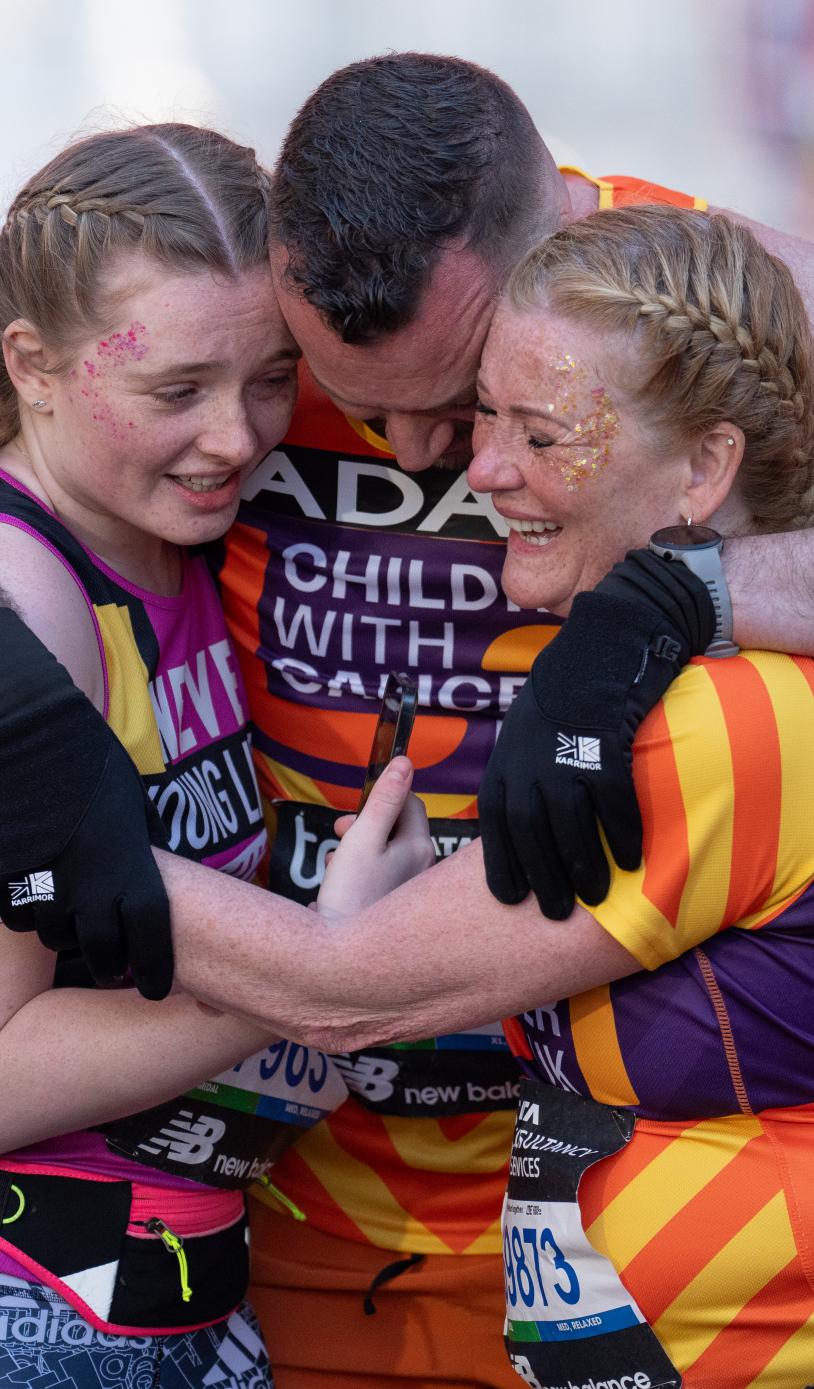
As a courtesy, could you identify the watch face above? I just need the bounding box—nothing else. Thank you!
[650,525,721,550]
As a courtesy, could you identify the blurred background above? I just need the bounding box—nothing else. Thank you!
[0,0,814,238]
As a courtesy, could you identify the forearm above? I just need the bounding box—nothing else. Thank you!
[724,529,814,656]
[157,845,638,1051]
[0,989,271,1151]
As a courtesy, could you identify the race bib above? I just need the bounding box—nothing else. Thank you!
[503,1078,682,1389]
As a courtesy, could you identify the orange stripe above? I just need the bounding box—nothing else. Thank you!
[620,1135,779,1322]
[704,657,782,926]
[685,1258,814,1389]
[579,1120,680,1229]
[219,521,262,661]
[503,1018,532,1061]
[568,983,639,1104]
[604,174,703,207]
[281,1101,508,1253]
[262,1147,383,1245]
[240,693,467,768]
[283,361,382,465]
[633,703,689,926]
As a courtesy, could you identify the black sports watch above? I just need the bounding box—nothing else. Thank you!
[650,524,740,656]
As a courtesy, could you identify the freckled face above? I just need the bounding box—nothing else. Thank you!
[43,256,299,556]
[468,304,689,615]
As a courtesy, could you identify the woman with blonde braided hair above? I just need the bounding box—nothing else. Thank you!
[115,208,814,1389]
[0,140,814,1389]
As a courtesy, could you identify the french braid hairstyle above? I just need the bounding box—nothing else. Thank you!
[0,124,268,446]
[507,207,814,531]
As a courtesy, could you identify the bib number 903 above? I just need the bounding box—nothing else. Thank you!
[503,1220,581,1315]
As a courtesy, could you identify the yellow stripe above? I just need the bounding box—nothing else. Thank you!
[560,164,614,213]
[568,985,639,1104]
[94,603,167,776]
[382,1110,514,1175]
[664,665,733,956]
[461,1215,503,1254]
[585,1115,763,1272]
[481,622,560,675]
[746,1315,814,1389]
[743,651,814,925]
[286,1124,451,1254]
[653,1192,797,1371]
[260,753,334,806]
[344,415,396,458]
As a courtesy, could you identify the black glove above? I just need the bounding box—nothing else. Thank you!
[0,607,172,999]
[478,550,715,920]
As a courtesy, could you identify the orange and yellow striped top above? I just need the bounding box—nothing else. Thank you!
[507,651,814,1389]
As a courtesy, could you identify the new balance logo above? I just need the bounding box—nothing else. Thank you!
[8,872,54,907]
[139,1110,226,1164]
[554,733,601,772]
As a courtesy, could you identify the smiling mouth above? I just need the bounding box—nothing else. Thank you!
[503,517,563,544]
[169,472,233,492]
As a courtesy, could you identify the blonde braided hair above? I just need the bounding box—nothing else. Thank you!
[507,207,814,531]
[0,124,268,446]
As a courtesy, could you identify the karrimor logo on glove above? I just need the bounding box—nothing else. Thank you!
[554,733,601,772]
[8,872,54,907]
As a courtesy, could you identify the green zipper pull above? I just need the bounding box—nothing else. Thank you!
[257,1172,308,1220]
[0,1182,25,1225]
[144,1220,192,1301]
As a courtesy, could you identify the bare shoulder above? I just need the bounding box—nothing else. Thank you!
[0,521,104,708]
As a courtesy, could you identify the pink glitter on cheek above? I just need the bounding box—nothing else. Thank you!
[96,322,150,364]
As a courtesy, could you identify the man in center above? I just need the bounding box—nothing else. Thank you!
[222,54,813,1389]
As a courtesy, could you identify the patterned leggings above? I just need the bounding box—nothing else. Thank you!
[0,1274,274,1389]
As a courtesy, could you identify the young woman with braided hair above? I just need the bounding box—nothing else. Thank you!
[0,125,316,1389]
[0,138,814,1389]
[107,208,814,1389]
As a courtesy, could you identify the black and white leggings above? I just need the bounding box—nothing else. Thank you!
[0,1274,274,1389]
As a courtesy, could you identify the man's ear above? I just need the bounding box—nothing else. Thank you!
[3,318,53,406]
[682,421,746,522]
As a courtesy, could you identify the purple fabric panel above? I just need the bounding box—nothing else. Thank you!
[611,955,739,1120]
[518,885,814,1121]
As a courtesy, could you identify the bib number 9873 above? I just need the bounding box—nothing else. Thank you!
[503,1215,581,1320]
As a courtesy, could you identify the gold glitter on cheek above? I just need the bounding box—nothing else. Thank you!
[546,351,585,415]
[560,386,620,492]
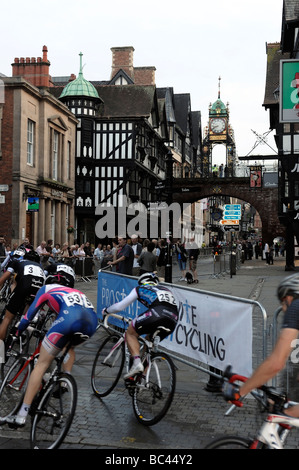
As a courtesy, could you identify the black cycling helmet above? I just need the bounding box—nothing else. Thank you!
[11,248,26,259]
[277,274,299,300]
[24,249,40,264]
[45,264,75,287]
[138,273,159,286]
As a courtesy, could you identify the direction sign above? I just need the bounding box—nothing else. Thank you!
[223,215,241,220]
[224,204,241,211]
[224,211,241,219]
[220,219,239,225]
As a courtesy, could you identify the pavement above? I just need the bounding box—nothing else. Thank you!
[0,257,299,454]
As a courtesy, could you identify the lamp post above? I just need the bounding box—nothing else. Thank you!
[165,150,173,283]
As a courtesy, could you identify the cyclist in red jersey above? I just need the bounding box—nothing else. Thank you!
[0,248,45,341]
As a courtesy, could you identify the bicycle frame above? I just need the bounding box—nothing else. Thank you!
[8,341,41,390]
[103,313,161,387]
[257,413,299,449]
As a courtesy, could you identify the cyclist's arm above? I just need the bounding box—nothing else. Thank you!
[18,286,54,334]
[0,271,12,289]
[106,289,138,313]
[240,328,298,396]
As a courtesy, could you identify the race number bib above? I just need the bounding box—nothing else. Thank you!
[157,290,176,305]
[63,292,93,309]
[24,264,45,278]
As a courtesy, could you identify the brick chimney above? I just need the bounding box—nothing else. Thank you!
[110,46,134,80]
[134,67,156,85]
[11,46,53,87]
[110,46,156,85]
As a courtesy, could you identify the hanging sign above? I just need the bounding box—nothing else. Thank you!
[279,60,299,122]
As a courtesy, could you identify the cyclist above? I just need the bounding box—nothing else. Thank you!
[0,248,45,341]
[223,274,299,418]
[6,264,97,427]
[103,273,178,379]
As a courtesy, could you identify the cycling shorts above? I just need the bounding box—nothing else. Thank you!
[6,284,39,315]
[132,305,178,341]
[42,305,98,356]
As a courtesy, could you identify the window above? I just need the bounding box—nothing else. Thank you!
[27,119,34,166]
[66,142,72,180]
[52,131,59,180]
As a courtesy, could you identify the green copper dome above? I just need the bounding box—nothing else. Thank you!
[210,98,226,114]
[59,52,99,99]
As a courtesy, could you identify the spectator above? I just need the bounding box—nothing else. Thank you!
[84,242,92,258]
[108,237,134,276]
[36,241,50,269]
[187,238,199,283]
[52,243,60,260]
[131,234,142,277]
[175,241,187,281]
[0,235,6,262]
[93,243,104,273]
[138,242,157,275]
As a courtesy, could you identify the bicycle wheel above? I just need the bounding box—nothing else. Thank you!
[91,335,125,398]
[0,358,31,422]
[30,373,77,449]
[133,352,176,426]
[205,436,252,449]
[0,317,29,379]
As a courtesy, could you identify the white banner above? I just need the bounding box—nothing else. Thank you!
[97,271,253,376]
[162,286,252,376]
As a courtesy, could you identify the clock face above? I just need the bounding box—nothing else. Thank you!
[211,118,225,134]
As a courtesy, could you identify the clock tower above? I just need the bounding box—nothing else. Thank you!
[202,77,236,177]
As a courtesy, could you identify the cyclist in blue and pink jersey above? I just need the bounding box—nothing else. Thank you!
[0,248,45,341]
[103,273,178,379]
[6,264,97,427]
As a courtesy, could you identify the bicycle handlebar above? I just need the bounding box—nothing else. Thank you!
[223,366,287,407]
[104,313,131,328]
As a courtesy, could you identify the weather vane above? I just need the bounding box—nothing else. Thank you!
[246,129,277,157]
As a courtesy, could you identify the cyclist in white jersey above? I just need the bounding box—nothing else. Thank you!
[103,273,178,379]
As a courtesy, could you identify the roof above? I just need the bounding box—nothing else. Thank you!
[59,52,99,98]
[263,42,289,107]
[280,0,299,53]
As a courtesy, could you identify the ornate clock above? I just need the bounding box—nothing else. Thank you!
[210,118,225,134]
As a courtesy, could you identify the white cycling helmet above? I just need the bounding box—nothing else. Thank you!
[138,273,159,286]
[277,274,299,300]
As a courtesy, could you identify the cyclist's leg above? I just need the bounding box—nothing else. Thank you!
[0,309,14,341]
[6,346,54,427]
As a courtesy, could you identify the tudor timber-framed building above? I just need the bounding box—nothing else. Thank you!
[0,46,201,246]
[51,47,201,243]
[0,46,78,247]
[263,0,299,271]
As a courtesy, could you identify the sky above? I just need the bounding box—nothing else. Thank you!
[0,0,283,163]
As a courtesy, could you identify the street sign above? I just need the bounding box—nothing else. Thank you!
[220,219,239,225]
[223,215,241,220]
[224,204,241,211]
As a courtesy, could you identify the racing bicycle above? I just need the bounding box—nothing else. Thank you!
[91,313,176,426]
[205,367,299,449]
[0,320,88,449]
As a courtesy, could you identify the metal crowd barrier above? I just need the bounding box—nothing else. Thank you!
[55,257,95,282]
[162,283,268,379]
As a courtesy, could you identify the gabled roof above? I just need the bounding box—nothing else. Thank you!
[263,42,290,108]
[174,93,191,135]
[96,85,159,121]
[281,0,299,52]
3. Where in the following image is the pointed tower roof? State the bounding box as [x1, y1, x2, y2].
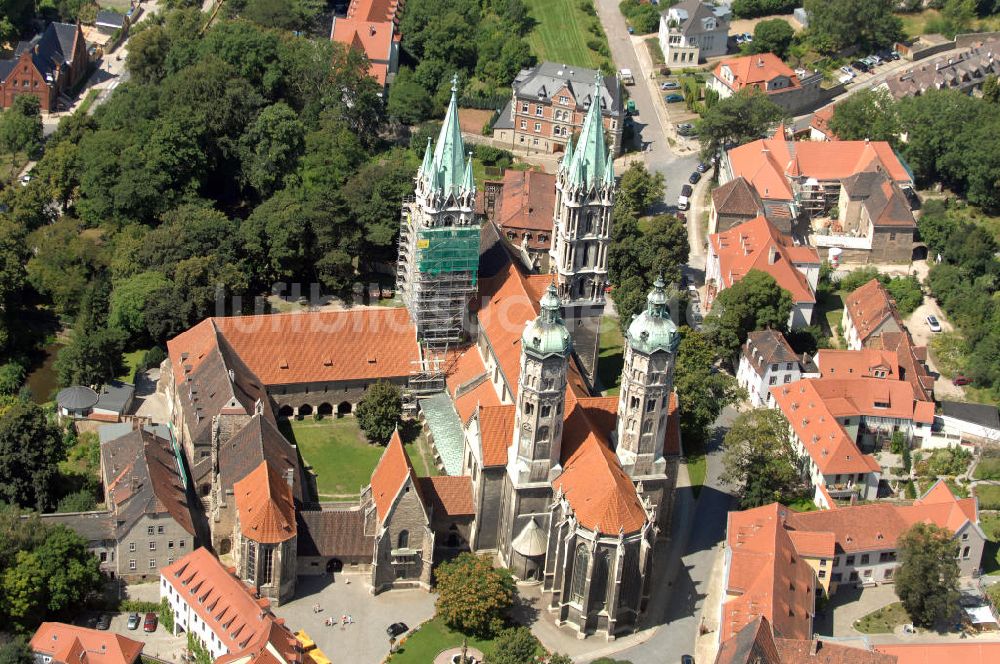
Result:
[431, 75, 465, 196]
[521, 284, 573, 357]
[569, 72, 608, 187]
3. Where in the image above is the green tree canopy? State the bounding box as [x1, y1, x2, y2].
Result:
[698, 88, 785, 159]
[434, 553, 516, 640]
[705, 270, 792, 363]
[894, 523, 959, 627]
[355, 380, 403, 445]
[722, 408, 802, 509]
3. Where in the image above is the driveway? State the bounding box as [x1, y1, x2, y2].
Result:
[273, 572, 436, 664]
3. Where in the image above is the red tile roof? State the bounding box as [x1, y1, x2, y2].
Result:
[479, 404, 517, 468]
[371, 431, 417, 522]
[720, 503, 816, 641]
[418, 475, 476, 517]
[233, 461, 296, 544]
[875, 641, 1000, 664]
[709, 216, 820, 304]
[844, 279, 903, 344]
[160, 547, 301, 662]
[167, 308, 419, 385]
[30, 622, 143, 664]
[712, 53, 802, 92]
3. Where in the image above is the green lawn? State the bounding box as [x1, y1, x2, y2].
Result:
[976, 484, 1000, 510]
[279, 417, 390, 498]
[854, 602, 910, 634]
[385, 618, 493, 664]
[525, 0, 608, 69]
[597, 316, 625, 396]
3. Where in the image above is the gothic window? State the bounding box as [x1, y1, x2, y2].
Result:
[569, 544, 590, 604]
[590, 551, 608, 611]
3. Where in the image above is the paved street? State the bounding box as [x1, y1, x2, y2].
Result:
[596, 408, 736, 664]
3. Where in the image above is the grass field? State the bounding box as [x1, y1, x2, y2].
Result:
[854, 602, 910, 634]
[525, 0, 608, 69]
[386, 618, 493, 664]
[597, 316, 625, 396]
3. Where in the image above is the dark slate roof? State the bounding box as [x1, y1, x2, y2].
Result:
[101, 429, 195, 538]
[56, 385, 97, 410]
[219, 415, 303, 503]
[94, 9, 125, 28]
[41, 510, 115, 544]
[941, 401, 1000, 429]
[514, 62, 622, 116]
[298, 509, 375, 558]
[94, 380, 135, 414]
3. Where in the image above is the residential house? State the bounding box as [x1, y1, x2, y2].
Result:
[493, 62, 626, 154]
[736, 330, 815, 408]
[29, 622, 143, 664]
[493, 169, 556, 274]
[879, 36, 1000, 99]
[715, 616, 896, 664]
[0, 23, 90, 113]
[707, 53, 828, 115]
[705, 216, 820, 329]
[659, 0, 732, 67]
[160, 548, 304, 664]
[771, 378, 934, 506]
[840, 279, 906, 350]
[330, 0, 405, 96]
[101, 424, 197, 583]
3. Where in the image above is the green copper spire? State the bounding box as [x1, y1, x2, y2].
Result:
[569, 72, 608, 187]
[521, 284, 573, 357]
[431, 75, 465, 196]
[559, 136, 573, 171]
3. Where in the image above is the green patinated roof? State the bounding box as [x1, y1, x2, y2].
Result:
[420, 76, 475, 196]
[568, 73, 614, 188]
[627, 277, 680, 353]
[521, 284, 573, 357]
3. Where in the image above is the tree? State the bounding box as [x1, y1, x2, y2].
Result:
[830, 89, 903, 147]
[0, 399, 66, 511]
[355, 380, 403, 445]
[698, 88, 785, 159]
[722, 409, 801, 509]
[434, 553, 516, 640]
[486, 626, 541, 664]
[894, 523, 959, 627]
[705, 270, 792, 363]
[674, 326, 745, 446]
[804, 0, 903, 53]
[750, 18, 795, 59]
[0, 95, 42, 175]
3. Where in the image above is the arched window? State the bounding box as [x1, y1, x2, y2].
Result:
[569, 544, 590, 604]
[590, 551, 608, 611]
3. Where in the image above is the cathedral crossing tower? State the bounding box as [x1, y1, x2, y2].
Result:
[396, 77, 479, 348]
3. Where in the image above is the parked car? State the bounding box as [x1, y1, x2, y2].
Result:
[385, 623, 410, 639]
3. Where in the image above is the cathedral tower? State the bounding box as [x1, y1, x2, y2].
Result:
[396, 77, 479, 348]
[549, 74, 615, 381]
[616, 277, 680, 484]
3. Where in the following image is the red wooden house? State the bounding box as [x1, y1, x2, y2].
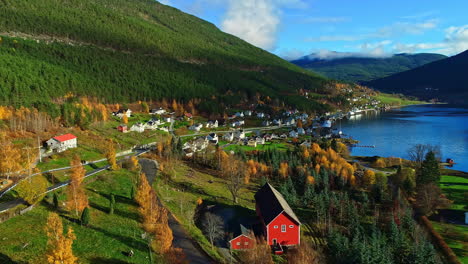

---------------

The task => Copy verbatim the lines of the records between the line containing "As a courtesy, could you identify the black sports" and the line containing "[503,1220,581,1315]", inclusive of both.

Result for this exercise =>
As a courtesy, could you identify the black sports watch above? I just need the bounding box—nothing else. Thank you!
[650,524,740,656]
As a courtesy, could you identify the freckled face above? I just need the bounding box—nothing else. Thank you!
[43,256,299,556]
[468,304,689,615]
As a courtesy, could you identify the woman with blonde braided hair above? I just need the bounding box—nothing else. Thank you!
[115,208,814,1389]
[0,140,814,1389]
As a courtesy, could you identify the french braid hairstyle above? I just need the bounding box—nothing else. Thank you!
[0,124,268,446]
[507,207,814,531]
As a courtesy, could you identify the bib number 903 above? I just need the bounding box—nothing else. Thank you!
[503,1220,581,1315]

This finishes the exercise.